SUPPLIED TEXT
####
Bio.PDB.SCADIO module

SCADIO: write OpenSCAD program to create protein structure 3D model.

3D printing a protein structure is a non-trivial exercise due to the overall complexity and the general requirement for supporting overhang regions while printing. This software is a path to generating a model for printing (e.g. an STL file), and does not address the issues around converting the model to a physical product. OpenSCAD <> can create a printable model from the script this software produces. MeshMixer <>, various slicer software, and the 3D printer technology available to you provide options for addressing the problems around physically rendering the model.

I suggest generating your initial model using the OpenSCAD script provided here, then modifying that script according to your needs. Changing the atomScale and bondRadius values can simplify the model by removing gaps and the corresponding need for supports, or you may wish to modify the hedronDispatch() routine to select residues or chain sections for printing separately and subsequently joining with rotatable bonds. During this development phase you will likely have your version include only the data matrices generated here, by using the includeCode-False option to write_SCAD(). An example project with modifications of the script generated here is <>.

Bio.PDB.SCADIO.write_SCAD(entity, file, scale=None, pdbid=None, backboneOnly=False, includeCode=True, maxPeptideBond=None, handle='protein')

Write hedron assembly to file as OpenSCAD matrices.

This routine calls both internal_to_atom_coordinates() and atom_to_internal_coordinates() due to requirements for scaling, explicit bonds around rings, and setting the coordinate space of the output model.
####
WHAT YOU ARE ASKED TO DO
Transcribe the part of the Bio.PDB.SCADIO page starting with "3D printing a" and going on through "rendering the model.".

GIVEN DATA
####
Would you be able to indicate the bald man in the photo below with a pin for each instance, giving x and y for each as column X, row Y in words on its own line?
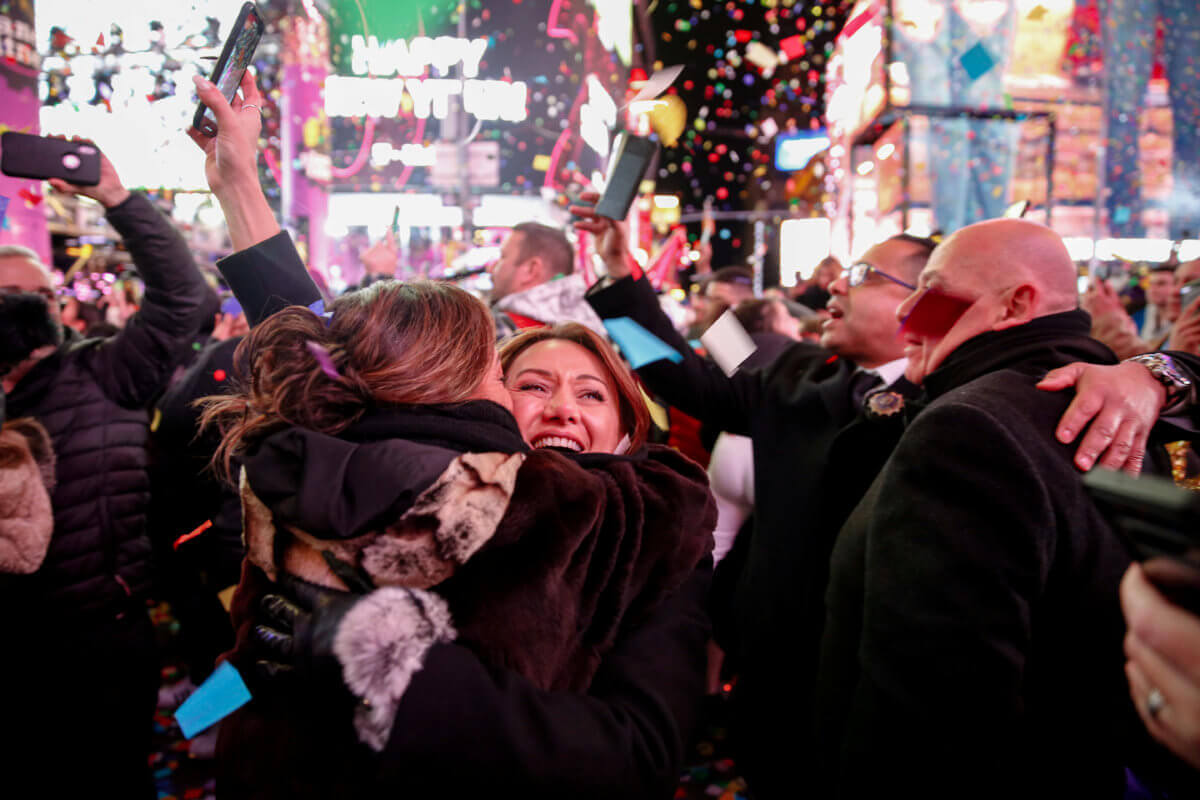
column 973, row 638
####
YOUR SOLUTION
3D printing a protein structure is a non-trivial exercise due to the overall complexity and the general requirement for supporting overhang regions while printing. This software is a path to generating a model for printing (e.g. an STL file), and does not address the issues around converting the model to a physical product. OpenSCAD <> can create a printable model from the script this software produces. MeshMixer <>, various slicer software, and the 3D printer technology available to you provide options for addressing the problems around physically rendering the model.